- _EXCERPT_
=== Begin Enclosure ===
To first determine the whole-genome relatedness of phages ΦCP9O, ΦCP13O, ΦCP26F, and ΦCP34O to each other and to other Clostridial phages, we used two approaches: correlations of tetra-nucleotide frequencies and clustering of predicted proteins based on sequence similarities. The results of both methods were consistent with each other and demonstrated close genomic relationships among our phages, more distant relationships to other Clostridial phages, and consistent correlations between phage and host phylogenies. Our phages were generally quite closely related - both techniques showed that the genomes of ΦCP34O and ΦCP13O were most closely related to each other and formed a distinct group from ΦCP26F and ΦCP9O (Figure 1). All four genomes were similar to the genome of ΦCP39O, previously published by our research group [6], and belonged to a larger clade (Figure 1B, 1C) containing ΦCPV1, a C. perfringens phage isolated in Russia [7]. Genomic comparisons of our phages to two other C. perfringens phage genomes (ΦSM101 and Φ3626), three C. difficile-infective phages (ΦC2, ΦCD27, and ΦCD119), and one C. botulinum-infective phage (ΦC-St) showed phage phylogeny closely associated with host phylogeny (Figure 1B, 1C). Our results of nearly identical topologies between tetra-nucleotide and proteomic trees is consistent with previous uses of tetra-nucleotide distributions as genomic signatures [15, 16] and to infer co-evolution between virus and host [17].
=== End Enclosure ===
- _TASK ITEM A_
In the passage on Clostridial phage genomes, which two of the four new phages were shown by both methods to be most closely related to each other?
- _TASK ITEM B_
Using the passage on Clostridial phage genomes, explain in one to three sentences why the authors present the nearly identical tetra-nucleotide and proteomic trees as a sound result.
- _TASK ITEM C_
Continue the passage on Clostridial phage genomes from its last sentence.

- _GIVEN ENTRIES_
=== Begin Enclosure ===
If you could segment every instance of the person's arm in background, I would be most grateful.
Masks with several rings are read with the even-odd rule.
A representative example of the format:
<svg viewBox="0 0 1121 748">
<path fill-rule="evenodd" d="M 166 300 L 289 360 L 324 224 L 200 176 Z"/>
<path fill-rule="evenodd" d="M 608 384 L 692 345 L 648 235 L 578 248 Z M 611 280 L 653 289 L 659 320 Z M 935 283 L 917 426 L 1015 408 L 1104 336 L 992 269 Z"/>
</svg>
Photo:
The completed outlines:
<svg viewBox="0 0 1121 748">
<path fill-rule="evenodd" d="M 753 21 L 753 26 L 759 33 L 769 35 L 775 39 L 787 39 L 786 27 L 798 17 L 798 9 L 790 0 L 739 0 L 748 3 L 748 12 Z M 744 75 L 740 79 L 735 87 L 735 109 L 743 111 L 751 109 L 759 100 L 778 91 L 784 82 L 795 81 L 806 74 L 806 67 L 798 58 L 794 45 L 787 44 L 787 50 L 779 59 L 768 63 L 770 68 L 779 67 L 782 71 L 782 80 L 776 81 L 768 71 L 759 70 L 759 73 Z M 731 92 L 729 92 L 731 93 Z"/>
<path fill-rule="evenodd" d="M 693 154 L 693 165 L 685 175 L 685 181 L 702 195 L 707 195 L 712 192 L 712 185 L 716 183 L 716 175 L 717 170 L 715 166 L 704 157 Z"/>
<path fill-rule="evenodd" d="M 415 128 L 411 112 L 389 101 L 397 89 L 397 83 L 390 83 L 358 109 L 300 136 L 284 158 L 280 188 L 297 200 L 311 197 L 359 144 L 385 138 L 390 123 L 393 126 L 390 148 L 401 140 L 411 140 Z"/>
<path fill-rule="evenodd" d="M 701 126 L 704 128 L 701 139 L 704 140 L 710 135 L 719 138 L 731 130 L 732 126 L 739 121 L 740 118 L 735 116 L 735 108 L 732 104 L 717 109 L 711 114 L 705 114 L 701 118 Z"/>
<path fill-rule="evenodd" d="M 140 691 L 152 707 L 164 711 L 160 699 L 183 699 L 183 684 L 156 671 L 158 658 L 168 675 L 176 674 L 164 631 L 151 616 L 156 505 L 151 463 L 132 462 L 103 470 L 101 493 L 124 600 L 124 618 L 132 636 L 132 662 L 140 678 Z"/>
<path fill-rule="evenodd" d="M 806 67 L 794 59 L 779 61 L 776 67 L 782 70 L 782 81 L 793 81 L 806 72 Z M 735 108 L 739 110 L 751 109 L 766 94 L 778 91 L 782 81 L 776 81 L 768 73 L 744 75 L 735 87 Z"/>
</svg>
=== End Enclosure ===
- _RESPONSE AREA A_
ΦCP34O and ΦCP13O.

- _RESPONSE AREA B_
The matching topologies are consistent with earlier work that used tetra-nucleotide distributions as genomic signatures. That earlier work also used these distributions to infer co-evolution between virus and host.

- _RESPONSE AREA C_
Core and accessory genomes of Clostridial phages
To determine if our phages contain a common set of genes shared with other Clostridial phages, we compared predicted ORFs based on classifications of clusters of orthologous groups (COGs) among the three host groups shown in Figure 1. COGs represent individual proteins or groups of paralogs from at least three lineages corresponding to ancient conserved domains (http://www.ncbi.nlm.nih.gov/COG/) and thus provide an informative means to compare conserved functions across genomes [18].
Three COGs were shared among bacteriophages infecting C. perfringens, C. difficile, and C. botulinum (Figure 2). These shared COGs were COG5412, annotated as a phage-related protein of unknown function; COG0629, a single-stranded DNA-binding protein; and COG0860, a phage endolysin, N-acetylmuramoyl-L-alanine amidase (Figure 2). Endolysins, together with holins, are the key bacteriophage-encoded enzymes involved in cell wall degradation and lysis of the host and are typically transcribed from adjacent ORFs in the phage genome [8, 19–21]. To better understand the evolution and natural variability of an endolysin in its genomic context, we investigated the phylogeny of the N-acetylmuramoyl-L-alanine amidase across multiple host genera and compared the phylogeny and host associations to the domain architecture of the endolysin-holin gene neighborhood.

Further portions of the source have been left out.